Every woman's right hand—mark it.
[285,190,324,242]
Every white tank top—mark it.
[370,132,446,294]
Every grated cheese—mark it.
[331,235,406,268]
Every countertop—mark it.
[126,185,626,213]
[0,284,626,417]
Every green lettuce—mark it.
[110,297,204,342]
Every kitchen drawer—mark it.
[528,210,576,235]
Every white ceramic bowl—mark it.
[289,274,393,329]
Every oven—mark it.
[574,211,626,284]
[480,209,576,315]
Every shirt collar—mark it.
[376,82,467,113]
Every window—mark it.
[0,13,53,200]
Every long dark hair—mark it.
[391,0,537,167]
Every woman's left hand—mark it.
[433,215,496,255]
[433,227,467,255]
---
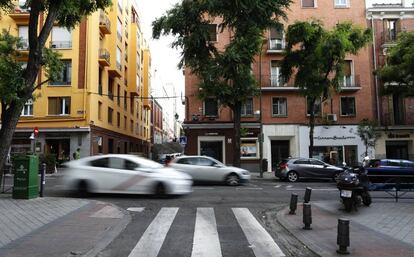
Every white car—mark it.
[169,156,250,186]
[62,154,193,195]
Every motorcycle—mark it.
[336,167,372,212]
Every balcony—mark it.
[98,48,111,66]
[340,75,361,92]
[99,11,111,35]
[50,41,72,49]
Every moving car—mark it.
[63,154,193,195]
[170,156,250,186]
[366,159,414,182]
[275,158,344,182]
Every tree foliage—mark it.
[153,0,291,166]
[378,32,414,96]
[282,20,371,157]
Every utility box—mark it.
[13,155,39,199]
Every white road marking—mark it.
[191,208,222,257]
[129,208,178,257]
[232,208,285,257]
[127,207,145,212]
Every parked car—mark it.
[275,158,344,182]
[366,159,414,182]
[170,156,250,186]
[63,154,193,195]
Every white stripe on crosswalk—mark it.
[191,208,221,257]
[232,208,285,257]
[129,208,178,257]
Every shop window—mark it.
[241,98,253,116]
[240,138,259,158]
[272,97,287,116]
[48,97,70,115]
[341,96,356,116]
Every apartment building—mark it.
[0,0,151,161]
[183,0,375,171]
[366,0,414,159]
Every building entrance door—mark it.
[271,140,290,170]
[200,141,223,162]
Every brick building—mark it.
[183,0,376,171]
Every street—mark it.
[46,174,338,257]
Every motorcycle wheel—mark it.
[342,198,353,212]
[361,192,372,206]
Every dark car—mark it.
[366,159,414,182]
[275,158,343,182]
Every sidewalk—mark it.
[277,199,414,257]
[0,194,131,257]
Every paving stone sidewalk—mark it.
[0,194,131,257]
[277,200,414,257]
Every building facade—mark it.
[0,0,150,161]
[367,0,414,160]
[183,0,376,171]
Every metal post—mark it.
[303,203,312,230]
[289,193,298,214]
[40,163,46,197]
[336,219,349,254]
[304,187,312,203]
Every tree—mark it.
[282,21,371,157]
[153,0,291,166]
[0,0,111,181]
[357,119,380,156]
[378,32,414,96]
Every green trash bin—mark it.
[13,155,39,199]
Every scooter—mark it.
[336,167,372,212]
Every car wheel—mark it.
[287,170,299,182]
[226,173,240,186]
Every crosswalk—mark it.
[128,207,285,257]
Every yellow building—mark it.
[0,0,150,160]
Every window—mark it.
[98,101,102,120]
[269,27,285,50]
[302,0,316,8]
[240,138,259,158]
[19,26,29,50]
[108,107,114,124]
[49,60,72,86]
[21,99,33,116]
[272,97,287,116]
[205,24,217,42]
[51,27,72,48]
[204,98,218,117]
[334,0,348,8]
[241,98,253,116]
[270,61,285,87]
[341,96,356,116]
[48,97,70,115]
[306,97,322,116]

## Written instruction
Rewrite the entries starting at the line containing "Every sidewalk—mark it." and ending after the line containing "[0,0,150,160]", changing "metal post" to "steel post" and leaving everything else unchanged.

## Exercise solution
Every sidewalk—mark it.
[277,199,414,257]
[0,194,131,257]
Every paving stone sidewalk—mark it.
[0,194,131,257]
[277,200,414,257]
Every building facade—mark it.
[0,0,150,161]
[367,0,414,160]
[183,0,376,171]
Every steel post—mark it.
[303,203,312,230]
[289,193,298,214]
[40,163,46,197]
[336,219,349,254]
[304,187,312,203]
Every tree—mark it.
[282,21,371,157]
[153,0,291,166]
[0,0,111,181]
[357,119,380,156]
[378,32,414,96]
Every green trash bin—mark it.
[13,155,39,199]
Every scooter—mark it.
[336,167,372,212]
Every car wheel—mark it.
[287,170,299,182]
[226,173,240,186]
Every crosswalk—mark it.
[128,207,285,257]
Every yellow building—mark it.
[0,0,150,160]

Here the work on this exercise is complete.